[Object location annotation data]
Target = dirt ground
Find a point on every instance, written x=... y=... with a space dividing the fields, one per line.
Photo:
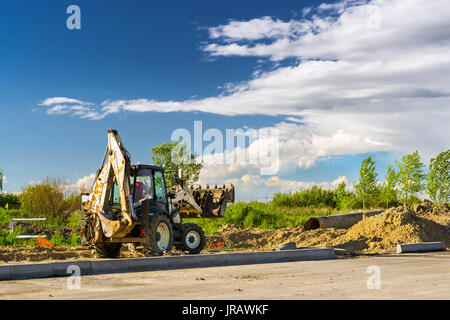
x=378 y=234
x=405 y=276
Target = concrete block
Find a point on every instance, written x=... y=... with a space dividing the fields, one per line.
x=233 y=259
x=420 y=247
x=109 y=266
x=28 y=271
x=287 y=246
x=145 y=264
x=60 y=268
x=5 y=273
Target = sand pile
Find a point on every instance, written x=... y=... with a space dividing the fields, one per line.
x=377 y=234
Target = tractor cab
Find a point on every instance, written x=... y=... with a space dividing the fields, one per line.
x=147 y=182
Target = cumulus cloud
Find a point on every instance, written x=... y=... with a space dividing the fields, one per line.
x=369 y=76
x=83 y=184
x=253 y=187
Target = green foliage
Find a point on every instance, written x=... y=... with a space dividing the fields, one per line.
x=367 y=186
x=410 y=176
x=388 y=194
x=260 y=215
x=174 y=156
x=438 y=179
x=9 y=239
x=59 y=240
x=48 y=200
x=8 y=198
x=315 y=197
x=343 y=199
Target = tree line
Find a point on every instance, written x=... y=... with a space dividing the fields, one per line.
x=403 y=182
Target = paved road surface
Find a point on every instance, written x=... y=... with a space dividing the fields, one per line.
x=408 y=276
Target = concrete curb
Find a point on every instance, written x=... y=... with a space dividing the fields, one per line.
x=420 y=247
x=90 y=267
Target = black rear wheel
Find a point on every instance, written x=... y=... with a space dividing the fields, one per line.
x=108 y=250
x=161 y=235
x=193 y=238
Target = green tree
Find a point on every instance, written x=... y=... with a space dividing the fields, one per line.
x=367 y=186
x=388 y=194
x=173 y=156
x=438 y=182
x=410 y=176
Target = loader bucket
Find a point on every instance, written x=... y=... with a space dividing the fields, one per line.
x=212 y=200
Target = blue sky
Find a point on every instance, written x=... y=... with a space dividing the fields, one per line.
x=185 y=55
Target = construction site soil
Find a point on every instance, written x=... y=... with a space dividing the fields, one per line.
x=378 y=234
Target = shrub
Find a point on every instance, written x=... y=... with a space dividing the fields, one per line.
x=8 y=198
x=314 y=197
x=49 y=199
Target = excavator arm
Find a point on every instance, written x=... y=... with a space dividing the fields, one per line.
x=114 y=172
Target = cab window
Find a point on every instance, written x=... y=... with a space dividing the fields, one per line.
x=143 y=186
x=160 y=187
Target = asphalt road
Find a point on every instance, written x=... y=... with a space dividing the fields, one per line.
x=406 y=276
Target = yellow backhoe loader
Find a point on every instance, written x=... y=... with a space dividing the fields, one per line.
x=130 y=204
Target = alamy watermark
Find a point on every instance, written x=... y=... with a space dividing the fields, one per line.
x=73 y=22
x=74 y=280
x=256 y=147
x=374 y=280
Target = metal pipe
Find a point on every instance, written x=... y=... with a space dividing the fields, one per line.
x=338 y=221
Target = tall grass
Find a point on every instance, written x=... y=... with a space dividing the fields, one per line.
x=261 y=215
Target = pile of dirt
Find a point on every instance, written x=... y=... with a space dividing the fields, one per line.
x=377 y=234
x=422 y=223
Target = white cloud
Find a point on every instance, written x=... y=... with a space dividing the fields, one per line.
x=354 y=89
x=58 y=100
x=83 y=184
x=254 y=187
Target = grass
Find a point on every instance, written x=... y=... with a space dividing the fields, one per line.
x=261 y=215
x=7 y=239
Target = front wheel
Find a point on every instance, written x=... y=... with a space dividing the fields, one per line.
x=193 y=238
x=161 y=235
x=108 y=250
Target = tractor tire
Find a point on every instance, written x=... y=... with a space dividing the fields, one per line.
x=193 y=238
x=108 y=250
x=161 y=235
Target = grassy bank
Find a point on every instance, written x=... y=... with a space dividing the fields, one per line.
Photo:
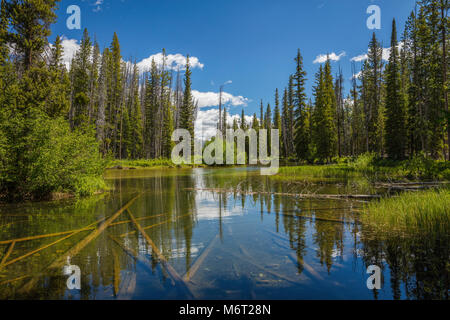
x=146 y=163
x=373 y=169
x=427 y=212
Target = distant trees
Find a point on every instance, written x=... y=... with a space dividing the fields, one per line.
x=395 y=110
x=57 y=124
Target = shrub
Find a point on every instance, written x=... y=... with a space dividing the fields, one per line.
x=49 y=157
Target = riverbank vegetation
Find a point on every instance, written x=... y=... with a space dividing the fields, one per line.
x=58 y=123
x=418 y=168
x=427 y=212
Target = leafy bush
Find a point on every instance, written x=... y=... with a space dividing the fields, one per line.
x=364 y=162
x=426 y=211
x=421 y=167
x=49 y=157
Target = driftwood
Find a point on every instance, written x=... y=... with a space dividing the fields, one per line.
x=316 y=218
x=170 y=270
x=198 y=262
x=90 y=227
x=6 y=256
x=297 y=259
x=153 y=225
x=251 y=261
x=298 y=195
x=61 y=261
x=116 y=272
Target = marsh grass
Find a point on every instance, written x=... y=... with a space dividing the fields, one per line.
x=427 y=212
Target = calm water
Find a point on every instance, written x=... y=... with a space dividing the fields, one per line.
x=216 y=243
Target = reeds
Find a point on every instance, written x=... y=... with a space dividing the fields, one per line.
x=425 y=211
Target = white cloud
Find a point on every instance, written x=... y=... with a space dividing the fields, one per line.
x=359 y=58
x=385 y=55
x=211 y=99
x=173 y=61
x=206 y=123
x=98 y=5
x=332 y=56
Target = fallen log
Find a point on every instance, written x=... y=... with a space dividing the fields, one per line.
x=6 y=256
x=198 y=262
x=170 y=270
x=296 y=259
x=298 y=195
x=61 y=261
x=56 y=234
x=153 y=225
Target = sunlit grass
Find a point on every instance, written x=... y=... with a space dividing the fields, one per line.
x=425 y=211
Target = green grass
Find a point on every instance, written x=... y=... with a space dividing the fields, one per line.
x=146 y=163
x=426 y=211
x=373 y=169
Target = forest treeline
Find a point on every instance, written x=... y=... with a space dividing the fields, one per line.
x=396 y=109
x=58 y=126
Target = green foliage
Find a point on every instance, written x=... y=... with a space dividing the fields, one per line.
x=60 y=160
x=427 y=212
x=395 y=126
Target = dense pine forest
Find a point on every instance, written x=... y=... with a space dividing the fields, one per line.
x=58 y=126
x=395 y=110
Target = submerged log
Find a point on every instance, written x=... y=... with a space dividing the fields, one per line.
x=61 y=261
x=7 y=254
x=170 y=270
x=297 y=259
x=194 y=268
x=298 y=195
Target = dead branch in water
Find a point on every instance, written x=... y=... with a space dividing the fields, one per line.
x=298 y=195
x=170 y=270
x=61 y=261
x=194 y=268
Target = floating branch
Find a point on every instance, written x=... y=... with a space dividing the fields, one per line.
x=61 y=261
x=298 y=195
x=10 y=249
x=194 y=268
x=170 y=270
x=154 y=225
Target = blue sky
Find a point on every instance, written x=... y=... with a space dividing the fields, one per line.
x=249 y=42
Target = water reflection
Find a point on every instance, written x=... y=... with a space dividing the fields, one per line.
x=214 y=234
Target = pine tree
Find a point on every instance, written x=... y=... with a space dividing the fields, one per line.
x=262 y=115
x=268 y=126
x=187 y=108
x=395 y=106
x=31 y=22
x=255 y=123
x=300 y=117
x=4 y=24
x=150 y=109
x=285 y=124
x=243 y=124
x=372 y=89
x=93 y=84
x=276 y=115
x=79 y=113
x=58 y=99
x=115 y=100
x=136 y=118
x=324 y=114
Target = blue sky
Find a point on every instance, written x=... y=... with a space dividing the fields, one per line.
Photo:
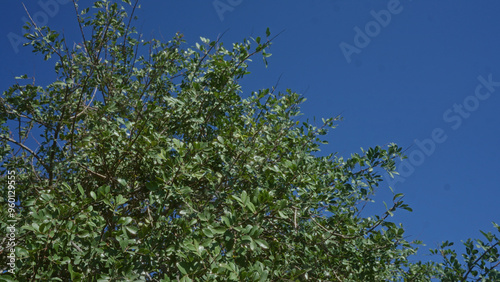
x=422 y=74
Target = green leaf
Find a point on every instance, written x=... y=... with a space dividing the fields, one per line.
x=93 y=195
x=263 y=244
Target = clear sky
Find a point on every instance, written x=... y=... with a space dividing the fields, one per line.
x=422 y=74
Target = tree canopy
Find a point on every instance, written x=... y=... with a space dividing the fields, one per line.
x=150 y=163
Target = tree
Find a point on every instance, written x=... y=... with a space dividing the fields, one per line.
x=152 y=166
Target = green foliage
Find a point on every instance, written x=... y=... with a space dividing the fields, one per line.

- Problem to solve -
Rewrite the lines from the one containing "Target = marsh grass" through the one containing "x=154 y=225", inclusive, swapping "calm water" for "still water" and leaving everything else unchanged.

- Result -
Target = marsh grass
Find a point on every instance, written x=... y=... with a space dividing the fields, one per line.
x=427 y=212
Target = still water
Find a point on every instance, written x=... y=... with a space dividing the fields, one per line.
x=216 y=243
Target = reeds
Find a point on every instance, written x=... y=... with a space dividing the fields, one per line.
x=425 y=211
Target = white cloud
Find a point on every instance, written x=... y=... with a space dividing the fields, one per line.
x=359 y=58
x=385 y=55
x=211 y=99
x=173 y=61
x=206 y=123
x=98 y=5
x=332 y=56
Target = fallen log
Find a point on every instance, written x=... y=... with a space dividing the fields, one per line.
x=6 y=256
x=198 y=262
x=170 y=270
x=296 y=259
x=298 y=195
x=61 y=261
x=56 y=234
x=153 y=225
Target = sunlit grass
Find a point on every instance, written x=... y=... with a space dividing the fields, one per line.
x=425 y=211
Target = green grass
Find a point on every instance, written x=... y=... with a space dividing the fields, one per line.
x=146 y=163
x=426 y=211
x=373 y=169
Target = forest treeline
Find a point on every instance, written x=... y=... with a space dividing the fields, one per line.
x=396 y=109
x=58 y=126
Target = green foliage
Find a point on every instance, written x=... y=... with a space dividing the fields, one per line.
x=60 y=160
x=427 y=212
x=395 y=126
Target = dense pine forest
Find a point on every instance, written x=... y=... with a space dividing the fields, one per line.
x=58 y=126
x=395 y=110
Target = submerged log
Find a point on every instance, written x=... y=... with a space dividing the fields, one per line.
x=61 y=261
x=7 y=254
x=170 y=270
x=297 y=259
x=194 y=268
x=298 y=195
Target = dead branch in water
Find a point on every instance, written x=... y=... with a space dividing the fields, one per line.
x=298 y=195
x=170 y=270
x=61 y=261
x=194 y=268
Target = floating branch
Find a point on every instance, written x=... y=... with a space dividing the fields, one per line.
x=61 y=261
x=298 y=195
x=10 y=249
x=194 y=268
x=170 y=270
x=154 y=225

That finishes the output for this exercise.